WHAT TO PRODUCE:
Provide an exact transcription of all the records.

RECORD EXTRACTS:
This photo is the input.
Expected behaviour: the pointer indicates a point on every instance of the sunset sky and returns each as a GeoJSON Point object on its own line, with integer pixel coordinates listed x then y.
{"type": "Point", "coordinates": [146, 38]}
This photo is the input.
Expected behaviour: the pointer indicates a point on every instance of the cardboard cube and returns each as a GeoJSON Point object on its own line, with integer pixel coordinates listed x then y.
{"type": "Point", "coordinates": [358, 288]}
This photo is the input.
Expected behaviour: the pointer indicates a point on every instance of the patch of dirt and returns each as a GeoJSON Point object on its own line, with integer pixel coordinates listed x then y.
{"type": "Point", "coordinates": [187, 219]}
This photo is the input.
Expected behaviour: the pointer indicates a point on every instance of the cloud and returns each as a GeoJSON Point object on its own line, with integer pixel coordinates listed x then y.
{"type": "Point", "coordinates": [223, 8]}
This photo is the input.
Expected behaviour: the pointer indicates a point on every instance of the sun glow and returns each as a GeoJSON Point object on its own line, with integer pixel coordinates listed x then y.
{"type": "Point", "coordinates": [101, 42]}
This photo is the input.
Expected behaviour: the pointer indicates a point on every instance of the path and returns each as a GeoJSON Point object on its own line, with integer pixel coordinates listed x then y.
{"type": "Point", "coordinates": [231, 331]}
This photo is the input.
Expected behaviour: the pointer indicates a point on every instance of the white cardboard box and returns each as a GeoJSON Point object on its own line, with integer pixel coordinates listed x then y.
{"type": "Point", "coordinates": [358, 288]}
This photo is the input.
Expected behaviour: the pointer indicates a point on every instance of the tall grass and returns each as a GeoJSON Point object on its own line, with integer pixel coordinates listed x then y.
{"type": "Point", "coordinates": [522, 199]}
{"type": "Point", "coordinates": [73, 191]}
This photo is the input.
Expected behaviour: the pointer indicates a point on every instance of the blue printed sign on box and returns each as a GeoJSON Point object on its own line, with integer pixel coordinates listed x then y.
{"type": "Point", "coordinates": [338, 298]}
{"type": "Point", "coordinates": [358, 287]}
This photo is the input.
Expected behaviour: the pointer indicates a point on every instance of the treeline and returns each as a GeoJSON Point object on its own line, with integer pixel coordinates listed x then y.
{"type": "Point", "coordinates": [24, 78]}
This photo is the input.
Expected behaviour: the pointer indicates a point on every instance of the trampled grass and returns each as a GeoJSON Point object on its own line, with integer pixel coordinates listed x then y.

ANSWER:
This photo is the input.
Expected behaviour: the pointer indicates a point on every instance of the sunset sky and returns each as a GeoJSON Point object on its own line, with integer pixel coordinates listed x then y.
{"type": "Point", "coordinates": [146, 38]}
This photo is the input.
Expected behaviour: the pointer indicates a point on every instance of the cardboard cube and returns each as a GeoJSON Point object on its own line, with integer pixel coordinates listed x then y.
{"type": "Point", "coordinates": [358, 288]}
This photo is the input.
Expected behaviour: the pointer indicates a point on every instance of the patch of dirt and returns each as a GeoJSON Point object on its own line, with integer pixel coordinates listed x then y.
{"type": "Point", "coordinates": [187, 219]}
This photo is the input.
Expected behaviour: the pointer indicates a point on every instance of the cloud and returns each as a GeoJSON Point object on its own line, with integer pixel coordinates listed x then y.
{"type": "Point", "coordinates": [223, 8]}
This photo is the input.
Expected behaviour: the pointer indicates a point on every instance of the sun glow and returns each as a GeoJSON Point object on its own line, with integer pixel coordinates listed x then y.
{"type": "Point", "coordinates": [101, 42]}
This photo is the input.
Expected behaviour: the pointer indicates a point on every instance of the path and returns each as a GeoJSON Point object on its own line, with integer pixel coordinates listed x then y.
{"type": "Point", "coordinates": [231, 331]}
This photo is the input.
Expected behaviour: the pointer indicates a point on every instance of the white cardboard box and returns each as a GeoJSON Point object on its own line, with integer pixel coordinates listed x then y.
{"type": "Point", "coordinates": [358, 288]}
This photo is the input.
Expected behaviour: the pointer indicates a point on every instance of the tall grass and returns each as a GeoJSON Point object on its own line, with integer pixel coordinates listed x then y.
{"type": "Point", "coordinates": [522, 199]}
{"type": "Point", "coordinates": [73, 191]}
This photo is the input.
Expected behaviour: the pointer indicates a point on every instance of the blue printed sign on box and returns each as a GeoJSON Point object on its own line, with integer pixel coordinates listed x then y.
{"type": "Point", "coordinates": [338, 298]}
{"type": "Point", "coordinates": [358, 287]}
This photo is the input.
Expected behaviour: the pointer indicates a point on every instance of the treeline and returns each as a GeoJSON Point object on its own line, with integer pixel coordinates listed x then y.
{"type": "Point", "coordinates": [24, 78]}
This photo is the input.
Expected behaviour: the pointer indicates a point on every instance of the trampled grass and returns each as a GeoJSON Point object on its own line, with integer pixel coordinates listed x then y.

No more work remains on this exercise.